Only an exact copy of every record counts as an answer.

MATERIAL FOR THE TASK:
┌──

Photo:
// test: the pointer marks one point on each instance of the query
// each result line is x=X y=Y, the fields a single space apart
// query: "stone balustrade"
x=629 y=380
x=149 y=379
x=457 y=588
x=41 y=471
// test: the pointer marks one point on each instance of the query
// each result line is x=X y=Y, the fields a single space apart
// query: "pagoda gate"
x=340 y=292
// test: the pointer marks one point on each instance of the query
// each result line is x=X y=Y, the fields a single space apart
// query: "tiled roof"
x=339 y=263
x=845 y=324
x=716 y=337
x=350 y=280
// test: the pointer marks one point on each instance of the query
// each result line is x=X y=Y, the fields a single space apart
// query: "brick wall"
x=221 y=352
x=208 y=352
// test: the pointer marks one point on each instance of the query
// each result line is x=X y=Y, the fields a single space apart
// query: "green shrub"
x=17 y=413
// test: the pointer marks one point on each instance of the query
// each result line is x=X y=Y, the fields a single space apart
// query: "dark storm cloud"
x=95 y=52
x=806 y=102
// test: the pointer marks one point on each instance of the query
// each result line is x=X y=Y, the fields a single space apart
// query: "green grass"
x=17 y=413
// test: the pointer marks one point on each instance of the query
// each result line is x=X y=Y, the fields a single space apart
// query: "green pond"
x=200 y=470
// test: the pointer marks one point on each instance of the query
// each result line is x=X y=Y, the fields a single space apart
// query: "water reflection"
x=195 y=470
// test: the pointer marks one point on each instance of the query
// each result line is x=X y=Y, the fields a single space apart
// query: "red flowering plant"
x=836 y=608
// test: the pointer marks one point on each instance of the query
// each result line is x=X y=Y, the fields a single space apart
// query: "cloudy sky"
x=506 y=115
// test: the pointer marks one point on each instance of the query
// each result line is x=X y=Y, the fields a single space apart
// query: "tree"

└──

TASK RESULT:
Photo:
// test: the pointer marks one point on each instance of the query
// each result line is x=X y=Y, the fields a single space apart
// query: "stone balustrade"
x=629 y=380
x=149 y=379
x=457 y=588
x=41 y=471
// test: the pointer marks one point on each instance of the query
// each result line is x=X y=Y, the fields a single space apart
// query: "pagoda gate"
x=340 y=292
// test: the pointer marks one point on each instance of the query
// each result line is x=X y=Y, the fields a single space apart
// query: "tiled roof"
x=339 y=263
x=845 y=324
x=716 y=337
x=350 y=280
// test: the pointer marks one point on each instance of the query
// each result line is x=X y=Y, the fields a single space apart
// query: "brick wall"
x=221 y=352
x=208 y=352
// test: the pointer marks one point on each instance of the query
// each result line is x=X y=Y, the fields a single space apart
// query: "green shrub"
x=17 y=413
// test: the pointer marks one point on each instance of the query
// each result line is x=X y=Y, the fields a single space apart
// query: "dark storm cloud"
x=95 y=52
x=806 y=102
// test: the pointer marks one point on each instance of the query
// each result line is x=X y=Y, the fields a single space apart
// query: "green grass"
x=17 y=413
// test: the pointer marks one point on each instance of the query
// each result line is x=X y=Y, the fields a single space apart
// query: "green pond"
x=200 y=470
// test: the pointer marks one point on each instance of the query
// each result line is x=X y=Y, the fields a single space apart
// query: "water reflection"
x=195 y=470
// test: the pointer marks one point on each instance of the query
// each result line is x=X y=Y, the fields a single space apart
// query: "red flowering plant"
x=836 y=608
// test: the pointer marks one point on each instance of the query
// each result line is x=X y=Y, the fields a single space apart
// query: "cloudy sky"
x=506 y=115
// test: the pointer marks one point on each instance of the query
// each result line is x=X y=Y, the fields a single space apart
// query: "tree"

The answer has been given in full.